_KUTIPAN TEKS_
##########

Pada awal 1942, 21 kapal KPM mendarat di Australia mengangkut pengungsi dan prajurit yg luka-luka, dan setelah dilakukan perundingan antara British Ministry of War Transport (BMWT) atas nama US Army dengan pemerintah Belanda di pengasingan (di London dan Washington), armada tsb digabungkan ke dalam armada di bawah Armada SWPA (South West Pacific Area) yg diorganisiri oleh USAFIA (US Army Forces in Australia) dan selanjutjnya USASOS (US Army Service Of Supply) pada 26 Maret 1942.

Salah satu butir perjanjian yg sulit disepakati adalah:

"bareboat charter to BMWT and through the War Shipping Administration (WSA) the ships were assigned by WSA to the Army but 'not, repeat not, on bareboat but on gross basis,' though under 'full control' of the Army".

Pada awal Maret 1943 KPM telah memiliki 43 kapal, hampir separuh armada KPM adalah kapal-kapal pengungsi! Ke-21 kapal KPM yg berhasil melarikan diri ke Australia adalah: Balikpapan (1938), Bantam (1930), Bontekoe (1922), Both (1931), Cremer (1926), Generaal Verspijck (1928), Janssens (1935), Japara (1930), Karsik (1938), Khoen Hoea (1924), Maetsuycker (1936), 's Jacob (1907), Sibigo (1926), Stagen (1919), Swartenhondt (1924), Tasman (1921), Van den Bosch (1903), Van der Lijn (1928), Van Heemskerk (1909), Van Heutsz (1926) dan Van Spilbergen (1908). Dua kapal lagi, Maetsuycker dan Tasman, diubah menjadi kapal rumah sakit untuk menunjang kampanye New Guinea. Kedua kapal RS tersebut tetap berbendera Belanda.[3]

Pasca Perang Dunia 2

sunting

Usai Perang Dunia 2, KPM berusaha memulihkan armadanya, namun upaya ini terhambat perubahan politik di Hindia Belanda, yg memproklamirkan kemerdekaannya menjadi Republik Indonesia pada tahun 1945, yg dilanjutkan dengan perang selama 4 tahun (1945-1949). Selama periode tersebut, sebagian armada kapal KPM dimanfaatkan juga untuk mengangkut logistik dan pasukan Belanda di seluruh kepulauan.

##########

_CUPLIKAN KUMPULAN DATA_

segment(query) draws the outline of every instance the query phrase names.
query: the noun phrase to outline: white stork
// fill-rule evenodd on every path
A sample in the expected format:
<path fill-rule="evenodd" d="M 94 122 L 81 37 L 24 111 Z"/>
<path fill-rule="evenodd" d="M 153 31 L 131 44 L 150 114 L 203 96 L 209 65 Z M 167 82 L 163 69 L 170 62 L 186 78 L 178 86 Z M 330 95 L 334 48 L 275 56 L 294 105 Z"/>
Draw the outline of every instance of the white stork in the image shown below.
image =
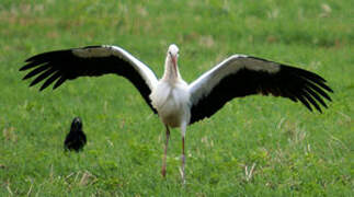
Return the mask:
<path fill-rule="evenodd" d="M 184 137 L 189 125 L 210 117 L 235 97 L 251 94 L 272 94 L 300 101 L 308 109 L 321 112 L 327 107 L 323 99 L 331 101 L 333 92 L 320 76 L 265 59 L 233 55 L 225 59 L 197 80 L 187 84 L 178 67 L 179 48 L 170 45 L 163 77 L 158 80 L 149 67 L 117 46 L 88 46 L 55 50 L 36 55 L 26 60 L 20 70 L 33 69 L 23 79 L 36 78 L 30 86 L 44 81 L 41 91 L 54 83 L 58 88 L 67 80 L 79 77 L 98 77 L 115 73 L 128 79 L 140 92 L 153 113 L 165 127 L 165 146 L 161 174 L 165 176 L 165 158 L 170 127 L 181 128 L 182 167 L 184 182 Z"/>

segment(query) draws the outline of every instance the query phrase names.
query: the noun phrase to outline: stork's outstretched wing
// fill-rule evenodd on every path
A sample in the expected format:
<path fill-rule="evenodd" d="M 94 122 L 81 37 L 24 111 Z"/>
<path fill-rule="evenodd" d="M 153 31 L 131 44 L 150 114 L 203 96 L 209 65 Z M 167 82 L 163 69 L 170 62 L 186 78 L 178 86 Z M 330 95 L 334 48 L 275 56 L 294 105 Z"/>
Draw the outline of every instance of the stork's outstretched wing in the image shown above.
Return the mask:
<path fill-rule="evenodd" d="M 233 97 L 251 94 L 272 94 L 300 101 L 321 112 L 322 97 L 331 101 L 326 91 L 333 92 L 320 76 L 261 58 L 233 55 L 201 76 L 189 86 L 191 121 L 210 117 Z M 322 97 L 321 97 L 322 96 Z M 319 103 L 318 103 L 319 102 Z"/>
<path fill-rule="evenodd" d="M 55 50 L 36 55 L 26 60 L 20 70 L 31 70 L 23 79 L 36 77 L 30 86 L 45 81 L 41 91 L 54 83 L 58 88 L 66 80 L 79 77 L 98 77 L 115 73 L 128 79 L 152 107 L 149 94 L 158 82 L 155 73 L 145 63 L 116 46 L 88 46 Z"/>

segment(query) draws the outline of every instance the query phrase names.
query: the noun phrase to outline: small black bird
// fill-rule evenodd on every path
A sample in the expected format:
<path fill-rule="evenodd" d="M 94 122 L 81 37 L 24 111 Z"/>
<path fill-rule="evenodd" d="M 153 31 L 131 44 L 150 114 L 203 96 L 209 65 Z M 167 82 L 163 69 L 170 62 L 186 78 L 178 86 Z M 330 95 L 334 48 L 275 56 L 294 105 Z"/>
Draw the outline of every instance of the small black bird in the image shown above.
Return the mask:
<path fill-rule="evenodd" d="M 64 147 L 65 150 L 79 152 L 87 143 L 87 137 L 82 130 L 82 123 L 79 117 L 72 119 L 70 132 L 67 135 Z"/>

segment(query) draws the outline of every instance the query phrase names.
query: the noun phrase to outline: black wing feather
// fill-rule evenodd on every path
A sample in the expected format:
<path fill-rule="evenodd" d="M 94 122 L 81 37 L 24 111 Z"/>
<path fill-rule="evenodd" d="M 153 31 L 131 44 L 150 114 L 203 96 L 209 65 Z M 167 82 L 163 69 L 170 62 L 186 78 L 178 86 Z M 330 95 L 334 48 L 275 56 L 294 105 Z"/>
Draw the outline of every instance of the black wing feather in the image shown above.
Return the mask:
<path fill-rule="evenodd" d="M 254 57 L 241 58 L 253 58 L 272 62 Z M 326 84 L 326 80 L 322 77 L 304 69 L 285 65 L 278 66 L 279 70 L 274 73 L 244 67 L 235 73 L 226 76 L 213 88 L 208 95 L 201 97 L 192 104 L 190 124 L 210 117 L 235 97 L 252 94 L 272 94 L 274 96 L 288 97 L 293 102 L 300 101 L 311 112 L 311 105 L 320 113 L 322 111 L 319 104 L 327 107 L 321 96 L 331 101 L 331 97 L 324 91 L 333 91 Z"/>
<path fill-rule="evenodd" d="M 89 46 L 80 49 L 102 48 L 103 46 Z M 155 112 L 149 99 L 150 88 L 144 81 L 139 72 L 126 59 L 114 55 L 80 57 L 73 54 L 75 49 L 55 50 L 33 56 L 25 61 L 20 71 L 31 70 L 23 79 L 36 77 L 30 86 L 45 81 L 41 91 L 54 83 L 57 89 L 67 80 L 79 77 L 99 77 L 107 73 L 115 73 L 128 79 L 140 92 L 144 100 Z"/>

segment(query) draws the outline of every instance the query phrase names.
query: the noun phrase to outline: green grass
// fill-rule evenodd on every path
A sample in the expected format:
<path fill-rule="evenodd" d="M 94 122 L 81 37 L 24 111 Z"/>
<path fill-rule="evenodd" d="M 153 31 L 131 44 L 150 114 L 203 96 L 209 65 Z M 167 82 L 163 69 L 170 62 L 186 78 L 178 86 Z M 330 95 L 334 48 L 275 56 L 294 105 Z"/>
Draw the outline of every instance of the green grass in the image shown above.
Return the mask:
<path fill-rule="evenodd" d="M 351 196 L 354 150 L 354 20 L 345 0 L 0 3 L 0 196 Z M 38 92 L 18 70 L 38 53 L 122 46 L 162 74 L 180 46 L 184 79 L 233 53 L 315 71 L 334 90 L 323 114 L 249 96 L 187 129 L 181 185 L 180 131 L 160 176 L 164 130 L 125 79 L 81 78 Z M 88 146 L 66 154 L 75 116 Z M 248 172 L 254 165 L 251 176 Z"/>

##########

_SOAL DAN TUGAS_
**A.** Tentukan apakah setiap pernyataan berikut sesuai dengan teks tentang armada KPM, lalu jawab ya atau tidak dengan mengutip kata-kata teks yang menentukan. (i) Pada awal 1942 sebanyak 21 kapal KPM mendarat di Australia. (ii) Kapal rumah sakit Maetsuycker dan Tasman tidak lagi berbendera Belanda. (iii) Proklamasi kemerdekaan Republik Indonesia pada tahun 1945 dilanjutkan dengan perang selama empat tahun.
**B.** Kutiplah bagian teks tentang armada KPM yang dibuka dengan kata-kata yang memuat "Pasca Perang Dunia" dan ditutup dengan "di seluruh kepulauan.".

_JAWABAN LATIHAN_
**A.**
(i) Ya: "Pada awal 1942, 21 kapal KPM mendarat di Australia".
(ii) Tidak: "Kedua kapal RS tersebut tetap berbendera Belanda."
(iii) Ya: "yg dilanjutkan dengan perang selama 4 tahun (1945-1949)".

**B.**
Pasca Perang Dunia 2

sunting

Usai Perang Dunia 2, KPM berusaha memulihkan armadanya, namun upaya ini terhambat perubahan politik di Hindia Belanda, yg memproklamirkan kemerdekaannya menjadi Republik Indonesia pada tahun 1945, yg dilanjutkan dengan perang selama 4 tahun (1945-1949). Selama periode tersebut, sebagian armada kapal KPM dimanfaatkan juga untuk mengangkut logistik dan pasukan Belanda di seluruh kepulauan.